EXERCISE
Turn every line of the data below into a Markdown table with two columns, Row and Line. Number the rows and skip any blank lines.

+===+

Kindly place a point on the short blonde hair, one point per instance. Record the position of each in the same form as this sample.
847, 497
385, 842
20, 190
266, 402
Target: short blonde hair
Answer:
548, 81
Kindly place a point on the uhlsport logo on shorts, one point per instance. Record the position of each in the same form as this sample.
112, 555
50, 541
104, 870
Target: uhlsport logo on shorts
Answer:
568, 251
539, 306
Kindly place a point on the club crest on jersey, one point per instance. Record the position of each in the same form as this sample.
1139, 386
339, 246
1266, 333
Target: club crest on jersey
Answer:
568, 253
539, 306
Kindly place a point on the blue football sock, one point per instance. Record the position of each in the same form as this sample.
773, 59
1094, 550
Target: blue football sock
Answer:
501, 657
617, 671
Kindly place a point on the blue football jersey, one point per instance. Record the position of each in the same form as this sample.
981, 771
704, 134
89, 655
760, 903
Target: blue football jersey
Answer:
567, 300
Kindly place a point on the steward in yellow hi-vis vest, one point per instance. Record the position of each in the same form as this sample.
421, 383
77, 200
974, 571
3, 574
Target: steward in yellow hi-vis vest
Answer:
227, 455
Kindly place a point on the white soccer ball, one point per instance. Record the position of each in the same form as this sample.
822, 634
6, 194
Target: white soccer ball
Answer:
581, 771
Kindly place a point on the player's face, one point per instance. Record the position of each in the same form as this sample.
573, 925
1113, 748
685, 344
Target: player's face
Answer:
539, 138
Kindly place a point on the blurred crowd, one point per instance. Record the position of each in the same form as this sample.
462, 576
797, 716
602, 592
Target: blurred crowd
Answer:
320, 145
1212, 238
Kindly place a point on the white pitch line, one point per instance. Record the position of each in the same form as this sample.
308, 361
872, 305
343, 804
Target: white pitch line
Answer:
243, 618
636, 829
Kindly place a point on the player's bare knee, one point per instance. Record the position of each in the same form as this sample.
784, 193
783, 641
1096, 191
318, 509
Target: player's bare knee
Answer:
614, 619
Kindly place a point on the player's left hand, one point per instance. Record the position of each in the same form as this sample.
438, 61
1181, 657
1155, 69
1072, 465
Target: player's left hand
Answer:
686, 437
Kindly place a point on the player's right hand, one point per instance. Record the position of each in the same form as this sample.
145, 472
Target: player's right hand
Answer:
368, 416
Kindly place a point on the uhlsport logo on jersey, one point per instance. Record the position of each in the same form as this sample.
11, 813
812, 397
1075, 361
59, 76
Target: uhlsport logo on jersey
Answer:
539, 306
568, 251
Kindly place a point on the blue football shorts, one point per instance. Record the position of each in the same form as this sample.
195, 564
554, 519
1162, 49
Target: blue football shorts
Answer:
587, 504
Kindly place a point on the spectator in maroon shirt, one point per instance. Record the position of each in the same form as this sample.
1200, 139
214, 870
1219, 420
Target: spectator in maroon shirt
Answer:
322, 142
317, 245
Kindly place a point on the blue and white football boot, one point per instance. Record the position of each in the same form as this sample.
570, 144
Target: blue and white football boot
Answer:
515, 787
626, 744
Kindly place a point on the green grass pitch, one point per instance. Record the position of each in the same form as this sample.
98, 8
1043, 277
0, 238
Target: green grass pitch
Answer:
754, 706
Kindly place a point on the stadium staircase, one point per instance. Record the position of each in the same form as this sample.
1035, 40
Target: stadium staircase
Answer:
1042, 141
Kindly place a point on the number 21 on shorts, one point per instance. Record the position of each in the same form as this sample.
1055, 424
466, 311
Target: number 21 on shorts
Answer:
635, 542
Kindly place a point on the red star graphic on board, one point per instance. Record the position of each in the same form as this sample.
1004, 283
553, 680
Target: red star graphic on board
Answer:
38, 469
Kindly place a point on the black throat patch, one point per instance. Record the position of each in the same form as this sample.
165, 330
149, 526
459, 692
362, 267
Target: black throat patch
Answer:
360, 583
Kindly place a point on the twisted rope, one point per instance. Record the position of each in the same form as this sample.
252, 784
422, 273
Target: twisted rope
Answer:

+===+

WRITTEN RESPONSE
| Row | Line |
|---|---|
| 1 | Kindly place a point on the short blonde hair, one point per instance. Record the position of each in the same form as this sample. |
| 2 | 847, 497 |
| 3 | 385, 842 |
| 4 | 20, 190 |
| 5 | 266, 402 |
| 6 | Target: short blonde hair |
| 7 | Answer: |
| 8 | 548, 81 |
| 9 | Kindly place a point on the uhlsport logo on shorts, one point per instance. Record the position of each in the same form as this sample. |
| 10 | 112, 555 |
| 11 | 50, 541 |
| 12 | 104, 870 |
| 13 | Target: uhlsport logo on shorts |
| 14 | Answer: |
| 15 | 568, 251 |
| 16 | 539, 306 |
| 17 | Kindly place a point on the club crest on jersey, one point per instance. Record the position of each in the same form as this sample. |
| 18 | 1139, 386 |
| 19 | 339, 246 |
| 20 | 1266, 333 |
| 21 | Target: club crest on jersey |
| 22 | Answer: |
| 23 | 568, 253 |
| 24 | 539, 306 |
| 25 | Kindly place a point on the blue football sock, one point per instance. Record the position of each in the same form as this sample. |
| 26 | 773, 59 |
| 27 | 1094, 550 |
| 28 | Target: blue football sock |
| 29 | Answer: |
| 30 | 501, 657 |
| 31 | 617, 671 |
| 32 | Kindly place a point on the blue football jersey, one point per instance. Record the position of each in the same form as this sample. |
| 33 | 981, 771 |
| 34 | 704, 134 |
| 35 | 89, 655 |
| 36 | 760, 903 |
| 37 | Target: blue football jersey |
| 38 | Answer: |
| 39 | 567, 300 |
| 40 | Kindly place a point on the steward in yellow hi-vis vest, one point per instance. Record the position of each in the same form as this sample. |
| 41 | 421, 383 |
| 42 | 77, 200 |
| 43 | 974, 571 |
| 44 | 3, 574 |
| 45 | Target: steward in yellow hi-vis vest |
| 46 | Answer: |
| 47 | 227, 455 |
| 48 | Kindly place a point on the white soccer ball, one point per instance. Record the position of each in the same form as this sample. |
| 49 | 822, 634 |
| 50 | 6, 194 |
| 51 | Target: white soccer ball |
| 52 | Answer: |
| 53 | 581, 771 |
| 54 | Kindly place a point on the player's face, one point per instance. Record the position of each in the same form as this sample. |
| 55 | 573, 925 |
| 56 | 1113, 748 |
| 57 | 685, 344 |
| 58 | Target: player's face |
| 59 | Answer: |
| 60 | 539, 138 |
| 61 | Kindly place a point on the blurred crowd, one point per instance. Record the position of each in the same form as this sample. |
| 62 | 462, 576 |
| 63 | 797, 716 |
| 64 | 602, 592 |
| 65 | Target: blurred crowd |
| 66 | Answer: |
| 67 | 320, 145 |
| 68 | 1212, 238 |
| 69 | Kindly place a point on the white pitch line, one point per instance. Record the position of each in the same form as this sample. |
| 70 | 308, 361 |
| 71 | 872, 305 |
| 72 | 343, 804 |
| 73 | Target: white pitch line |
| 74 | Answer: |
| 75 | 243, 618 |
| 76 | 636, 829 |
| 77 | Kindly place a point on the player's bare knee, one point per instance. Record the position of each in the same form as this sample. |
| 78 | 784, 193 |
| 79 | 783, 641 |
| 80 | 1096, 191 |
| 81 | 318, 509 |
| 82 | Target: player's bare knee |
| 83 | Answer: |
| 84 | 614, 619 |
| 85 | Kindly place a point on the player's left hand, one point per instance. Record the position of each in the same form as this sample. |
| 86 | 438, 61 |
| 87 | 1181, 657 |
| 88 | 1155, 69 |
| 89 | 1072, 465 |
| 90 | Target: player's left hand |
| 91 | Answer: |
| 92 | 686, 437 |
| 93 | Kindly place a point on the player's right hand, one point per instance. Record the position of each in the same form as this sample. |
| 94 | 145, 472 |
| 95 | Target: player's right hand |
| 96 | Answer: |
| 97 | 368, 416 |
| 98 | Kindly place a point on the uhlsport logo on jersey, one point per instance. Record the position of each in the same form as this sample. |
| 99 | 11, 813 |
| 100 | 812, 397 |
| 101 | 1075, 361 |
| 102 | 59, 76 |
| 103 | Target: uhlsport logo on jersey |
| 104 | Answer: |
| 105 | 539, 306 |
| 106 | 568, 251 |
| 107 | Kindly place a point on the blue football shorts, one point per instance. Record the position of each in the same form as this sample. |
| 108 | 195, 564 |
| 109 | 554, 519 |
| 110 | 1162, 49 |
| 111 | Target: blue football shorts |
| 112 | Answer: |
| 113 | 587, 504 |
| 114 | Kindly place a point on the spectator in maroon shirt, one point per instance. Record the position of each in the same form as this sample. |
| 115 | 1200, 139 |
| 116 | 214, 870 |
| 117 | 1219, 420 |
| 118 | Target: spectator in maroon shirt |
| 119 | Answer: |
| 120 | 322, 142 |
| 121 | 317, 245 |
| 122 | Kindly place a point on the blue and white football boot, one point per instance. Record the position of each in the same form as this sample. |
| 123 | 570, 144 |
| 124 | Target: blue and white football boot |
| 125 | Answer: |
| 126 | 515, 787 |
| 127 | 626, 744 |
| 128 | Kindly place a point on the green grass pitch, one point per instance. Record the position of each in the same form as this sample. |
| 129 | 98, 8 |
| 130 | 1043, 277 |
| 131 | 0, 238 |
| 132 | Target: green grass pitch |
| 133 | Answer: |
| 134 | 754, 706 |
| 135 | Kindly place a point on the stadium staircase, one point per instance. Record the position of each in the same form as this sample. |
| 136 | 1035, 40 |
| 137 | Target: stadium staircase |
| 138 | Answer: |
| 139 | 1042, 141 |
| 140 | Kindly place a point on the number 21 on shorts, one point per instance. Record the position of each in the same form as this sample. |
| 141 | 1055, 424 |
| 142 | 466, 311 |
| 143 | Target: number 21 on shorts |
| 144 | Answer: |
| 145 | 635, 542 |
| 146 | Kindly place a point on the red star graphic on board, one point per instance. Record the position of each in the same form as this sample. |
| 147 | 1004, 283 |
| 148 | 553, 680 |
| 149 | Target: red star graphic on board |
| 150 | Answer: |
| 151 | 38, 469 |
| 152 | Kindly place a point on the black throat patch, one point per instance. Record the position of each in the same form as this sample. |
| 153 | 165, 330 |
| 154 | 149, 526 |
| 155 | 459, 692 |
| 156 | 362, 267 |
| 157 | Target: black throat patch |
| 158 | Answer: |
| 159 | 360, 583 |
| 160 | Kindly place a point on the twisted rope, one point per instance. Record the position of each in the same form as this sample. |
| 161 | 252, 784 |
| 162 | 422, 273 |
| 163 | Target: twisted rope |
| 164 | Answer: |